(Pointing and labeling entries)
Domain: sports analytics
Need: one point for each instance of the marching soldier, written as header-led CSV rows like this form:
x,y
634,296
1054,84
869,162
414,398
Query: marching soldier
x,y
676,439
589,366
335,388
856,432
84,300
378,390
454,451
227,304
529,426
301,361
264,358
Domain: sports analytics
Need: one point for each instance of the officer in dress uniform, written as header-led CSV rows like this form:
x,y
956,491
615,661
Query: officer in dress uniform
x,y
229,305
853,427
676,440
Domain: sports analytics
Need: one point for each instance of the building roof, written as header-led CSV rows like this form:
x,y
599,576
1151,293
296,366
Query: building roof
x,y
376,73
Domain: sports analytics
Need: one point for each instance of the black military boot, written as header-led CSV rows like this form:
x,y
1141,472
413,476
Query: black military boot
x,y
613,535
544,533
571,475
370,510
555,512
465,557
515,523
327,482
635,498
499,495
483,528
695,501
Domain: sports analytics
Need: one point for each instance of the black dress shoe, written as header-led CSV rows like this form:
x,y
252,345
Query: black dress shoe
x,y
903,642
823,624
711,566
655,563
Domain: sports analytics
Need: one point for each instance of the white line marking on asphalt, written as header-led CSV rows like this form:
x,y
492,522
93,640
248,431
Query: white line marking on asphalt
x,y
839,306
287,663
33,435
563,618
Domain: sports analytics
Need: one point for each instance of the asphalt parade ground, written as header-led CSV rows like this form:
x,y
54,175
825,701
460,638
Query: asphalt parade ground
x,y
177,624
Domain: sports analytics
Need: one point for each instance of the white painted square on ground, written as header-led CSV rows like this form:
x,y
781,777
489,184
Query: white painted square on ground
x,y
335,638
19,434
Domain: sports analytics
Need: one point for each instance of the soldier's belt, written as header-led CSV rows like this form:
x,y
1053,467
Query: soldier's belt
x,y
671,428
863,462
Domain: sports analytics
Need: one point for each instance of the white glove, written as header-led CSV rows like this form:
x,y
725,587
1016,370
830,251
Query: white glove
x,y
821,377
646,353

==

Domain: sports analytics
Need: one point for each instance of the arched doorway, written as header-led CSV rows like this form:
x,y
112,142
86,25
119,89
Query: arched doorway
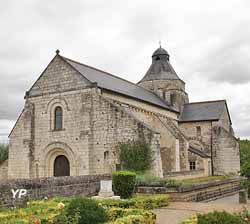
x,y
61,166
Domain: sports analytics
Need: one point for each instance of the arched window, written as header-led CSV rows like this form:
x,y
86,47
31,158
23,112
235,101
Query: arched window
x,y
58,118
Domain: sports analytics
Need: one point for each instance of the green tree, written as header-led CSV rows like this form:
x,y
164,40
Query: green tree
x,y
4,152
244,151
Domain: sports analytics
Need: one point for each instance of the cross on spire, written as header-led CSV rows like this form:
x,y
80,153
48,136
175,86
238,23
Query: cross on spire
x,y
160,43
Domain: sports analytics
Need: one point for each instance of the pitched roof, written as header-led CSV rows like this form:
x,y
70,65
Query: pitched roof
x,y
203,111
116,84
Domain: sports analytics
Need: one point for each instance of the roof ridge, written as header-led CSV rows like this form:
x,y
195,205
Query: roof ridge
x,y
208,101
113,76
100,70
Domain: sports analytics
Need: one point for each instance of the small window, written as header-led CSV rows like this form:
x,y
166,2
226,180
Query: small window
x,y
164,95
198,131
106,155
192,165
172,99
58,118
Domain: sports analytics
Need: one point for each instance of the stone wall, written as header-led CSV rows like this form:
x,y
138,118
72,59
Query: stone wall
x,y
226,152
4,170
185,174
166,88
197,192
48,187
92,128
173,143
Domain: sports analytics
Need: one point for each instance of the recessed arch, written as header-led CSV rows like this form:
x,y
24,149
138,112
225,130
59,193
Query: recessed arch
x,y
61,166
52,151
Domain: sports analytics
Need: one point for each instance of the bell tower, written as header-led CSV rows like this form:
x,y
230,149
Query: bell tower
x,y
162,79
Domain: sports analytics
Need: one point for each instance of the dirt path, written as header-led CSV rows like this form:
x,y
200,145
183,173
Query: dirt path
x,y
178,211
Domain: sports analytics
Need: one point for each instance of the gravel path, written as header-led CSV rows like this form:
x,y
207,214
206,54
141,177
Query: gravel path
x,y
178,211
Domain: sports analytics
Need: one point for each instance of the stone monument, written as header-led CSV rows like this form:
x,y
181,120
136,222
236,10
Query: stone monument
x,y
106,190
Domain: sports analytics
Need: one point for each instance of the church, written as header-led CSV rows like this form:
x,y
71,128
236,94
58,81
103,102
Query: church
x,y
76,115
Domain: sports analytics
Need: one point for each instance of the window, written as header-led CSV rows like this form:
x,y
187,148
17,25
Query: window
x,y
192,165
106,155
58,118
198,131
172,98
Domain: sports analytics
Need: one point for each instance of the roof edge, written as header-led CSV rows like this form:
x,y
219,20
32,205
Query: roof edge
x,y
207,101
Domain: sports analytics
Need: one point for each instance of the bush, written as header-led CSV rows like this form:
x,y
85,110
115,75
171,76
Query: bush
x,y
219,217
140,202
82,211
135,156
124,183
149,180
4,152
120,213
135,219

* * *

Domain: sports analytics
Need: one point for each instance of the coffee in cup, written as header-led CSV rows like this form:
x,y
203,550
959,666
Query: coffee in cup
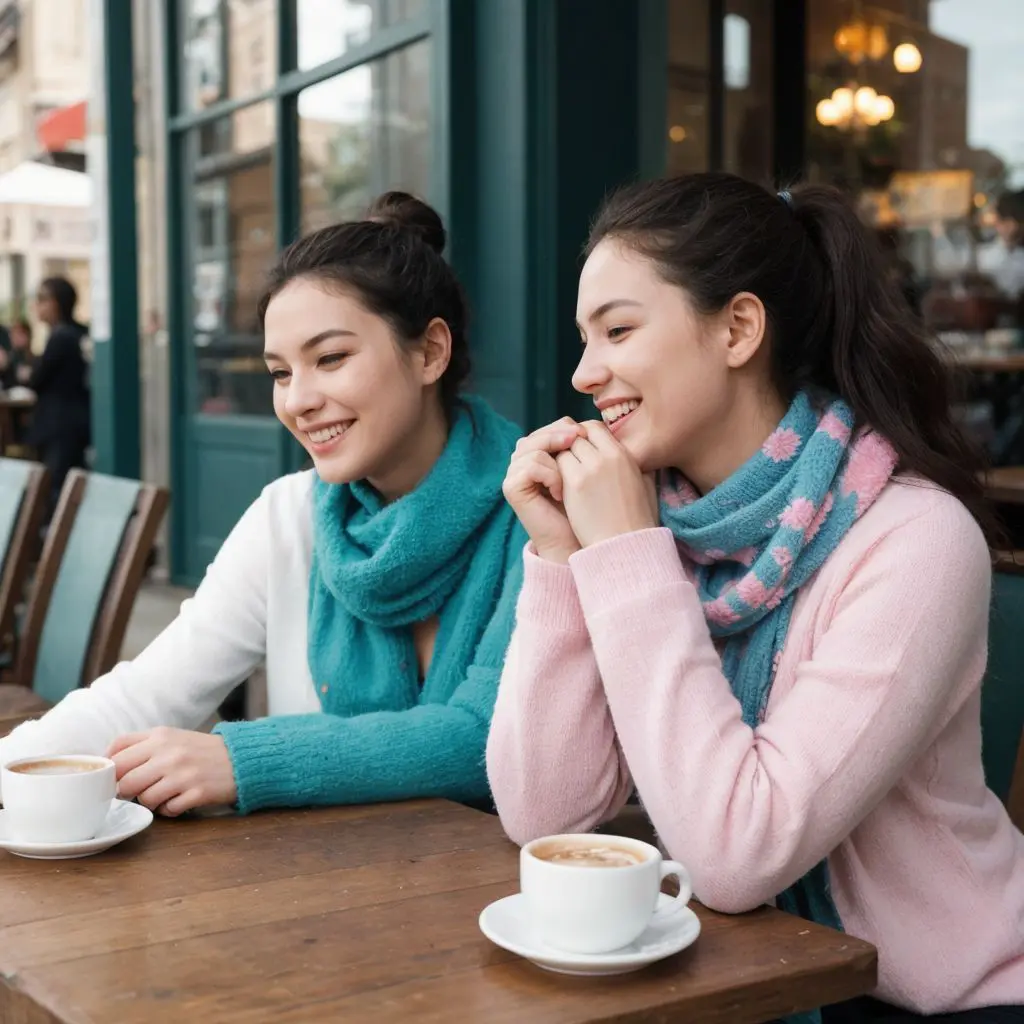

■ TASK DETAILS
Please locate every line in the material above that contains the word "shoe" and copy each one, treating uppercase and lowercase as different.

■ ANSWER TO THE EXERCISE
Need: one point for each instance of the black dress shoe, written as header-led CSV rows like this form:
Query: black dress shoe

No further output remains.